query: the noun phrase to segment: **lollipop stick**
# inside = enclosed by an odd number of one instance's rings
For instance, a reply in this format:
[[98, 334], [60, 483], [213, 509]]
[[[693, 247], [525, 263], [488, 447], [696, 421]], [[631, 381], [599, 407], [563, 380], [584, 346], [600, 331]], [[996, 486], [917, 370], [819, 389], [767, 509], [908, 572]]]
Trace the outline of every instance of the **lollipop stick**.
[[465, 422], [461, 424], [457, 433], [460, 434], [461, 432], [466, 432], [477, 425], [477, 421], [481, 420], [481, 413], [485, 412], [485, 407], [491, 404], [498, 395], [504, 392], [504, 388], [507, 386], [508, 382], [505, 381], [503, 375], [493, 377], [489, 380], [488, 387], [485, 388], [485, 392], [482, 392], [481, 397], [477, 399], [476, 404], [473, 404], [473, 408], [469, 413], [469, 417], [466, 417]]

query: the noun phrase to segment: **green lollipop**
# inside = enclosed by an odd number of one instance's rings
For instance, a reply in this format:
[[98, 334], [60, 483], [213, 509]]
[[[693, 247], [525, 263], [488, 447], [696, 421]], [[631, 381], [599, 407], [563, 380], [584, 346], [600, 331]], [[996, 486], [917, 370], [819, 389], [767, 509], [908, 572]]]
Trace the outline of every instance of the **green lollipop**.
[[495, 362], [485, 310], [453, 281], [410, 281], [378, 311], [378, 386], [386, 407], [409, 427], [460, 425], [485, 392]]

■ ■ ■

→ Objective
Copy the listing from its start through the line with "Trace the outline of every instance of the **lollipop", replacing "reply" with "response" and leaving everything else unchanged.

→ Written reply
query: the noun phrase to segment: **lollipop stick**
# inside = enclosed by an odd number of one instance's rings
For instance, a response in this format:
[[98, 334], [60, 483], [213, 509]]
[[[693, 247], [525, 263], [488, 447], [696, 421]], [[631, 381], [599, 407], [563, 380], [584, 346], [600, 331]], [[996, 486], [917, 370], [819, 389], [767, 509], [908, 572]]]
Trace the outline of every instance of the **lollipop stick**.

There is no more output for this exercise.